● Problem
Quote every line of the data below as it stands, omitting pictures.
<<<<
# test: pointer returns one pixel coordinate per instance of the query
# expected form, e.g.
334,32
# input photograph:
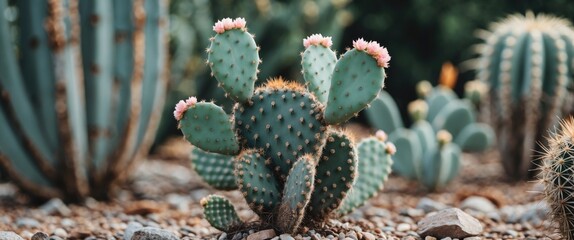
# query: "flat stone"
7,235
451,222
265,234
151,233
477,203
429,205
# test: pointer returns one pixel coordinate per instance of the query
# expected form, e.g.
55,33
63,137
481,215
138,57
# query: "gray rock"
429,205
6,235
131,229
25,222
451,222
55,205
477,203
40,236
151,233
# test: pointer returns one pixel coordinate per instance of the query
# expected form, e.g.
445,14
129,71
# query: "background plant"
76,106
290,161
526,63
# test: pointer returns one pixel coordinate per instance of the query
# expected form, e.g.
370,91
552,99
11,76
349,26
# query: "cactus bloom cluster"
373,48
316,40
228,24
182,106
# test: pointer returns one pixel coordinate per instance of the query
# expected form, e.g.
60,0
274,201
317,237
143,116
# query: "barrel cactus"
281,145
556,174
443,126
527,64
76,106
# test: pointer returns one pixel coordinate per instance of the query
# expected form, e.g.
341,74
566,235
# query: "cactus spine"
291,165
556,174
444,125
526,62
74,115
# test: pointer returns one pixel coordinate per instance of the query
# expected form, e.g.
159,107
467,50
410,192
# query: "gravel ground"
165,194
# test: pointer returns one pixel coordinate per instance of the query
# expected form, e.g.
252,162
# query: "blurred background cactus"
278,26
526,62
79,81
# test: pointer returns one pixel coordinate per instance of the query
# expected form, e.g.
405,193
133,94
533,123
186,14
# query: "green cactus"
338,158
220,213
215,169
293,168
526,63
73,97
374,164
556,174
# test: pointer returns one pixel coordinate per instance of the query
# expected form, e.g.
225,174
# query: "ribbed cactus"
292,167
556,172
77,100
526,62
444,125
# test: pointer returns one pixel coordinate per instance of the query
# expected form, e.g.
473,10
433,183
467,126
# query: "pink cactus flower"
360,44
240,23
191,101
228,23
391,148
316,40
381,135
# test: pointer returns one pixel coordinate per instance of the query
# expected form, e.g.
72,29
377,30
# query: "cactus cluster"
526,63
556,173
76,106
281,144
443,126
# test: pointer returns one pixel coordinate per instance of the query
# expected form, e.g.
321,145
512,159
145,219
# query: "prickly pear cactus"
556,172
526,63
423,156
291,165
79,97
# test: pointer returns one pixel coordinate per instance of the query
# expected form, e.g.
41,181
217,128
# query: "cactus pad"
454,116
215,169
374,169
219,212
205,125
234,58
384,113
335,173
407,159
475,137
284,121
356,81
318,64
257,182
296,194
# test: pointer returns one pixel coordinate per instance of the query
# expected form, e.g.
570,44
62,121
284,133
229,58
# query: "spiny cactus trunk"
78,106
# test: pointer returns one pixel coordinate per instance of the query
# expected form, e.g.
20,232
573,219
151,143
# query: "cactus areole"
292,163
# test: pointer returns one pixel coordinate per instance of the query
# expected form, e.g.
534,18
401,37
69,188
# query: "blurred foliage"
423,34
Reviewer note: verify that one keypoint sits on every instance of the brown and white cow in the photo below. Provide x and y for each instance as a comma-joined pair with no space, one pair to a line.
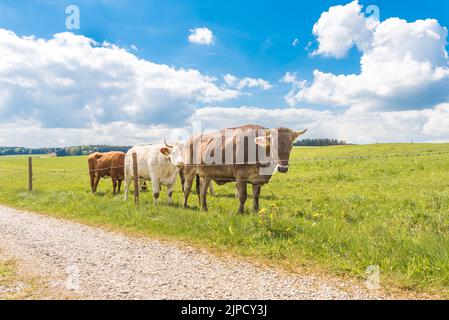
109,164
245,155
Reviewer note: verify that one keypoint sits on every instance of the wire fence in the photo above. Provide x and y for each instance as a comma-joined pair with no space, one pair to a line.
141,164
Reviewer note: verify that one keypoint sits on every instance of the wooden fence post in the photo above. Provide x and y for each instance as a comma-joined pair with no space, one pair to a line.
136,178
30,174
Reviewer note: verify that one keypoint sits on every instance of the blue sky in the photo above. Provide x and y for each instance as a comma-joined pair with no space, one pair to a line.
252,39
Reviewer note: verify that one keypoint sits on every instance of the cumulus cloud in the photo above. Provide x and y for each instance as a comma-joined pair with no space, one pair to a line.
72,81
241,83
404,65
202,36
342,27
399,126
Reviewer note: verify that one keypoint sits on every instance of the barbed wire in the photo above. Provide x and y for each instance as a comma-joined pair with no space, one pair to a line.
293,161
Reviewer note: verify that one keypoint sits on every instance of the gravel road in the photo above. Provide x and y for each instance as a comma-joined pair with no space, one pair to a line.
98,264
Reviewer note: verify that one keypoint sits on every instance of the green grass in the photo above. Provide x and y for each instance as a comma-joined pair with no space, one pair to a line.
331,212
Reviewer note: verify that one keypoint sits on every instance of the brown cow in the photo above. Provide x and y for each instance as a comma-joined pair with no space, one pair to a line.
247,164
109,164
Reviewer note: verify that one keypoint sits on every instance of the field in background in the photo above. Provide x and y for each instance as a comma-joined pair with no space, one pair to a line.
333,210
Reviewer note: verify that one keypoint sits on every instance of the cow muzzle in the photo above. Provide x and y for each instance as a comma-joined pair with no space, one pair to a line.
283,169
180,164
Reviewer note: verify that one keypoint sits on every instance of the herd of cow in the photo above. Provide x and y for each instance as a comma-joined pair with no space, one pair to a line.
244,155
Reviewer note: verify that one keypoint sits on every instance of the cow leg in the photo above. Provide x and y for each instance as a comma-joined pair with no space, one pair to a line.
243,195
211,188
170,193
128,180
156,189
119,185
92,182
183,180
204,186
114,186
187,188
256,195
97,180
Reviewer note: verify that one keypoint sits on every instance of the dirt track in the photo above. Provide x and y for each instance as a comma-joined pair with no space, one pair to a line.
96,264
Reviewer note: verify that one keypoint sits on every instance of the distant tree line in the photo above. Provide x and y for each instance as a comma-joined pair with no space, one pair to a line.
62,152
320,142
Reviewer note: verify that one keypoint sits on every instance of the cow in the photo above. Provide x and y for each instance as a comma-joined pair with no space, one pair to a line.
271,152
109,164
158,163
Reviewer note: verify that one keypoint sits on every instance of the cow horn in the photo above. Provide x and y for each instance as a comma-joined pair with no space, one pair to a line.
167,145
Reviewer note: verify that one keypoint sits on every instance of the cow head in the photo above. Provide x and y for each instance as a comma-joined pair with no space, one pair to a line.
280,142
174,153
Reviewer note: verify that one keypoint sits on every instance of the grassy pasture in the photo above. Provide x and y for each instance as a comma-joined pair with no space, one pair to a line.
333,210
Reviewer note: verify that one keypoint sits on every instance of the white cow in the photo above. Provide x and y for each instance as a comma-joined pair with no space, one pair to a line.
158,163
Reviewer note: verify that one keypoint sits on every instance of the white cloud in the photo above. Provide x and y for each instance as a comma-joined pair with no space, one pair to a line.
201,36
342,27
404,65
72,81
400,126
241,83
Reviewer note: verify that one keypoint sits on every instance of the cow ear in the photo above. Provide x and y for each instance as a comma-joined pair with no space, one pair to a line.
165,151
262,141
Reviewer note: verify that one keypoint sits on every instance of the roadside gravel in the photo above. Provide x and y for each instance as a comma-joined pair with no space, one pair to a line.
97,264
>>>>
● Finished exercise
# test: pointer returns one pixel coordinate per instance of the query
# expected form, e.g.
334,32
# input photograph:
# query: "flat stone"
7,235
451,222
265,234
151,233
477,203
429,205
# test: pointer returns one pixel coordinate per instance of the query
# expected form, e.g.
55,33
63,137
481,215
138,57
# query: "gray rock"
429,205
6,235
131,229
25,222
451,222
55,205
477,203
40,236
151,233
# test: pointer returns one pixel coordinate per instance of the query
# expected form, e.g.
445,14
129,71
# query: "background plant"
76,106
290,161
526,63
# test: pointer returns one pixel coordinate per instance of the query
# expected form, e.g.
370,91
552,99
11,76
349,26
# query: "cactus bloom cluster"
373,48
316,40
228,24
182,106
# test: pointer returns one pixel coordinate per instance of the query
# expected form, e.g.
60,0
274,201
317,237
143,116
# query: "barrel cactus"
281,145
556,174
443,126
527,64
76,106
# test: pointer returns one pixel coordinate per instance of the query
# expected form, e.g.
341,74
566,235
# query: "cactus spine"
291,165
556,174
444,125
526,62
74,115
# test: pointer returns one pixel coordinate per instance of the query
# expected form, e.g.
159,107
467,50
410,192
# query: "gravel ground"
165,194
# test: pointer returns one pixel coordinate per instance of the query
# expected form, e.g.
252,162
# query: "blurred background cactus"
278,26
526,62
79,81
# test: pointer returns one pixel coordinate per instance of the query
# expected form, e.g.
405,193
133,94
533,123
186,14
# query: "green cactus"
338,158
220,213
215,169
293,168
526,63
73,97
374,164
556,174
# test: pointer returns one pixel coordinate per instance of the query
# expected form, e.g.
225,174
# query: "ribbed cactus"
292,167
556,172
77,100
526,62
444,125
# test: pointer returns one pixel coordinate per instance of the query
# expected form, e.g.
473,10
433,183
467,126
# query: "pink cactus flower"
360,44
240,23
191,101
228,23
391,148
316,40
381,135
# test: pointer returns one pixel coordinate per instance of the query
# expected form, e.g.
72,29
377,30
# query: "cactus cluster"
526,63
556,173
76,106
281,144
443,126
# test: pointer returns one pixel coordinate per instance of the query
# expected form, e.g.
321,145
512,159
145,219
# query: "prickly pear cactus"
556,172
526,63
423,156
291,165
79,97
# test: pointer returns one pixel coordinate per instance of the query
# expected form, e.g.
41,181
217,128
# query: "cactus pad"
454,116
215,169
374,169
219,212
205,125
234,58
384,113
335,173
407,159
475,137
284,121
356,81
318,64
257,182
296,194
# test: pointer returns one pixel coordinate per instance of the query
# expected form, e.g.
570,44
62,121
284,133
229,58
# query: "spiny cactus trunk"
78,106
# test: pointer returns one pixel coordinate per instance of the query
# expected form, e.g.
20,232
573,219
151,143
# query: "cactus areole"
292,163
# test: pointer returns one pixel coordinate per instance of the query
# expected form, e.g.
534,18
401,37
69,188
# query: "blurred foliage"
423,34
Reviewer note: verify that one keypoint sits on every instance of the brown and white cow in the photo below. Provide x and y for each instance as a comma-joined pair with no space, one pair to a line.
109,164
245,155
Reviewer note: verify that one keypoint sits on every instance of the wire fence in the photo above. Provide x and y for each instance as a comma-joined pair with no space, one pair to a line.
141,164
Reviewer note: verify that one keypoint sits on every instance of the wooden fence post in the photo above. Provide x and y for each instance as a comma-joined pair with no space, one pair to a line.
136,178
30,174
Reviewer note: verify that one keypoint sits on every instance of the blue sky in the photo above. Provide x and y for each instance as a comma-joined pair with no space, one pair to a line.
252,39
Reviewer note: verify that one keypoint sits on every instance of the cumulus cloud in the photo above. Provide x and y for each instance as a comma-joined pair with no space, one pair to a line.
72,81
241,83
404,65
202,36
342,27
399,126
Reviewer note: verify that one keypoint sits on every instance of the barbed wire in the photo above. Provide x and y for each instance as a comma-joined pair with no space, one pair to a line.
293,161
Reviewer note: verify that one keypoint sits on every instance of the gravel road in the photo above. Provide x and y for each instance as a comma-joined pair with no space, one pair to a line.
98,264
Reviewer note: verify that one keypoint sits on every instance of the green grass in the photo above. Provide x and y for each instance as a comma-joined pair with no space, one pair to a line.
331,212
Reviewer note: verify that one keypoint sits on every instance of the brown cow in the photo above. Provide x and y for each instance as a comma-joined pair with no space, one pair to a line.
247,164
109,164
Reviewer note: verify that one keypoint sits on every instance of the field in background in the photo above. Provide x and y for each instance as a comma-joined pair with no space, one pair to a line.
333,210
Reviewer note: verify that one keypoint sits on every instance of the cow muzzle in the photo above. Provide x and y for each instance as a comma-joined pair with no space, one pair to a line.
283,169
180,164
Reviewer note: verify that one keypoint sits on every instance of the herd of cow in the photo above. Provide x and y for each instance as a comma-joined pair with no space, one pair to a line.
244,155
Reviewer note: verify that one keypoint sits on every instance of the cow leg in the photo above. Provide x and y for each instance as a comma-joined pair with no space, one pair to a line.
243,195
211,188
170,193
128,180
156,189
119,185
92,182
183,180
204,186
114,186
187,188
256,195
97,180
Reviewer note: verify that one keypoint sits on every instance of the dirt track in the photo above. Provide x and y for each instance as a comma-joined pair with no space, one pair to a line.
96,264
Reviewer note: verify that one keypoint sits on every instance of the distant tree line in the photo above. Provide x and y for each instance as a comma-joined pair with no space, one pair to a line.
62,152
320,142
Reviewer note: verify that one keypoint sits on every instance of the cow in the photo above. Provide x and y for each instance as a comma-joined pair with no space, one pair to a line.
271,152
109,164
158,163
Reviewer note: verify that one keypoint sits on every instance of the cow horn in the photo above. Provide x and y for each instance as a comma-joined pair with no space, one pair to a line.
167,145
Reviewer note: verify that one keypoint sits on every instance of the cow head in the photo above. Provide x and y for each instance as a comma-joined pair with no space, one pair to a line.
280,142
174,153
Reviewer note: verify that one keypoint sits on every instance of the grassy pasture in the photo above. Provide x and y for each instance as a comma-joined pair with no space, one pair to a line.
333,210
Reviewer note: verify that one keypoint sits on every instance of the white cow in the photo above. Provide x and y for each instance as a comma-joined pair with no space, one pair to a line.
158,163
Reviewer note: verify that one keypoint sits on every instance of the white cloud in the photo above. Provide x and y for each instance as a comma-joined pair with no space, one pair to a line.
201,36
342,27
404,65
72,81
400,126
241,83
Reviewer note: verify that one keypoint sits on every instance of the cow ear in the photo above. Provide x and y for each instance as a comma-joined pair with no space, one pair to a line.
165,151
262,141
Reviewer note: verify that one keypoint sits on every instance of the roadside gravel in the photo above. Provide x and y for each instance as a comma-joined pair with no space, one pair to a line.
97,264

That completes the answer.